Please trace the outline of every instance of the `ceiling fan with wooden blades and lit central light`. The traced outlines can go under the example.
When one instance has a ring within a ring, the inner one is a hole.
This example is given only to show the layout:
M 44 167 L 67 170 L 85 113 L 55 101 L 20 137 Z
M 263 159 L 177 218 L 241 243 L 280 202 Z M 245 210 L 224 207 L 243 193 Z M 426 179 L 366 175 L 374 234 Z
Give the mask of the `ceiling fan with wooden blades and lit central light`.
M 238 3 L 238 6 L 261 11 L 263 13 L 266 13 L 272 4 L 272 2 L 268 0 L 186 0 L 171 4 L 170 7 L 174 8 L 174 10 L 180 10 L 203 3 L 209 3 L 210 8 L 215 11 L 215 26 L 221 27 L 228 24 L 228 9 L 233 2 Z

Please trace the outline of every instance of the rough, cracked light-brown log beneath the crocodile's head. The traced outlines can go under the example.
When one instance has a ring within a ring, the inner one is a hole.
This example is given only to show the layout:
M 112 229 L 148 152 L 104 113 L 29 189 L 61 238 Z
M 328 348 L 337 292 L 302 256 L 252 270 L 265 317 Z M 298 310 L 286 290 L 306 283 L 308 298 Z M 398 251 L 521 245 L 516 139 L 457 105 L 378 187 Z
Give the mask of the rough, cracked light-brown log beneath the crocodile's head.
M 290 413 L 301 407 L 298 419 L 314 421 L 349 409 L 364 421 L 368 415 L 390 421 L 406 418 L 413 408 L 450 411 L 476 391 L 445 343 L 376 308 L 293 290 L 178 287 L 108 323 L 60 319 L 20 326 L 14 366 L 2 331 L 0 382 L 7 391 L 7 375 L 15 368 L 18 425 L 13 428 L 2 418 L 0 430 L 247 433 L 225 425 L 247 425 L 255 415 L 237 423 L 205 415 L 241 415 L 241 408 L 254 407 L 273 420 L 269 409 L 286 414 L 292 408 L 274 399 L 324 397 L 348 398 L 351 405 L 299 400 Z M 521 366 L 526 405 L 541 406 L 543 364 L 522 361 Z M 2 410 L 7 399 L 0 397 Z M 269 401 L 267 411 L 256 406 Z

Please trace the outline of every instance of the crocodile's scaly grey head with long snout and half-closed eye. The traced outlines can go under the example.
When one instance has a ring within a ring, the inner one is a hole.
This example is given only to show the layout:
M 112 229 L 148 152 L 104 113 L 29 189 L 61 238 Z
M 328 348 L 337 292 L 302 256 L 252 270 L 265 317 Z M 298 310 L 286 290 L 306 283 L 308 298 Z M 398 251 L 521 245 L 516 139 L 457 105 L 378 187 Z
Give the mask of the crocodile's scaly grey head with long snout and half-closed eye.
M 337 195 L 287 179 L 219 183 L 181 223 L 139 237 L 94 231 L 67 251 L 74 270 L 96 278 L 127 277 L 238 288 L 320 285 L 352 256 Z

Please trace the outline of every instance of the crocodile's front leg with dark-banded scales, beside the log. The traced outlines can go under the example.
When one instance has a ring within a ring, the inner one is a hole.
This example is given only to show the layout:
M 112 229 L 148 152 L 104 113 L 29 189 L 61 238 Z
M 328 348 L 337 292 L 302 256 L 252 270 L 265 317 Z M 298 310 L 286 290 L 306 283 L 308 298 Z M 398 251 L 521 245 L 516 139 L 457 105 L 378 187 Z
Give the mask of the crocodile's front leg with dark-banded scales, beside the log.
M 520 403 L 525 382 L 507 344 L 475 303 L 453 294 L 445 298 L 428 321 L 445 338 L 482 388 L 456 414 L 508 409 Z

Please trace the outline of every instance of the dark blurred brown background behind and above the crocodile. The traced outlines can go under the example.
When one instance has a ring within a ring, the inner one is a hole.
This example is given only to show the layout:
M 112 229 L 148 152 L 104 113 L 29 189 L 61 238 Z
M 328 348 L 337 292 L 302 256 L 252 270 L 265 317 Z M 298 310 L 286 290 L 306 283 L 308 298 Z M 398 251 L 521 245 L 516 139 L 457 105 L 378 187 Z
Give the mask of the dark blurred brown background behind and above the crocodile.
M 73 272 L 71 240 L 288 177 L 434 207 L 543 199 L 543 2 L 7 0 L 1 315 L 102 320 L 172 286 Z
○ ○ ○
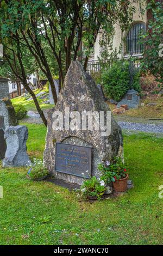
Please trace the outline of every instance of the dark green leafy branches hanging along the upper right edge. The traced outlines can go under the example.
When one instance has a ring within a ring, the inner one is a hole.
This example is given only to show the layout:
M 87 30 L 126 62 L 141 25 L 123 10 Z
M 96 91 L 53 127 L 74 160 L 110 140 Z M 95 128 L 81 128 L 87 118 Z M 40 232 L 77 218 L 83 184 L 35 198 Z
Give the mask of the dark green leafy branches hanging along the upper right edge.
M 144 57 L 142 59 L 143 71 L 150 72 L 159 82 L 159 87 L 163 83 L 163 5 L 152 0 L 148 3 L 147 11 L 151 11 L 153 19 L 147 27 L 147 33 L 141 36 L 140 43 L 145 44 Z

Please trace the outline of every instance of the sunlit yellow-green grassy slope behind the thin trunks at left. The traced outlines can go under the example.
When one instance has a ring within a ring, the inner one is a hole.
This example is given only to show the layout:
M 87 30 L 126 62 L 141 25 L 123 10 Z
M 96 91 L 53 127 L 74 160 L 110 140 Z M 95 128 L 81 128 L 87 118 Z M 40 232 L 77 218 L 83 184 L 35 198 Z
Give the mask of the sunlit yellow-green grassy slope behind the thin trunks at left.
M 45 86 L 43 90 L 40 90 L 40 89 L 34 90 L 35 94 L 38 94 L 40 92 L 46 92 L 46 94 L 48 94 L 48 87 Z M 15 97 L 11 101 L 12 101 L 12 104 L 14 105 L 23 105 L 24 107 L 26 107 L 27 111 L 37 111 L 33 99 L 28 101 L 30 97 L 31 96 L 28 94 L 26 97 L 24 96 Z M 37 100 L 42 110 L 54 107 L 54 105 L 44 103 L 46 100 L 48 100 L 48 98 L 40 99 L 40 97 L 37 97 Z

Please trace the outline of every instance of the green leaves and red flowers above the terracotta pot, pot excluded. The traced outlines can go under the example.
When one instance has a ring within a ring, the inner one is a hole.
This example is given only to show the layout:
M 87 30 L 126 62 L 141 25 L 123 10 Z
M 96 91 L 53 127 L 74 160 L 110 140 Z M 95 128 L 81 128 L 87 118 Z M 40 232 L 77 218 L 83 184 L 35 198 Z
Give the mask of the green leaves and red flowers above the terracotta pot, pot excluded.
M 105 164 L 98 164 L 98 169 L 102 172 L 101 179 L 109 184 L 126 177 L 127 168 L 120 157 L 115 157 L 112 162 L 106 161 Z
○ ○ ○
Every line above that includes the word "under" should be listed.

Please trace the outline of every instance of the `ceiling fan with wooden blades and lit central light`. The traced outlines can go under the example.
Please trace the outline of every instance of the rough, cracked light-brown log beneath the crocodile's head. The traced outlines can go under the example.
Please trace the outline of every instance of the crocodile's scaly grey head with long snout and half-closed eye. The traced outlines can go under the example.
Please trace the outline of every instance of the crocodile's front leg with dark-banded scales, beside the log. The traced outlines can go under the example.
Please trace the outline of every instance of the dark blurred brown background behind and above the crocodile. The traced outlines can go under the example.
Please trace the outline of every instance of the dark green leafy branches hanging along the upper right edge. The traced outlines can go under the example.
Please trace the outline of every instance of the sunlit yellow-green grassy slope behind the thin trunks at left. The traced outlines can go under the example.
Please trace the outline of every instance of the green leaves and red flowers above the terracotta pot, pot excluded. The traced outlines can go under the example.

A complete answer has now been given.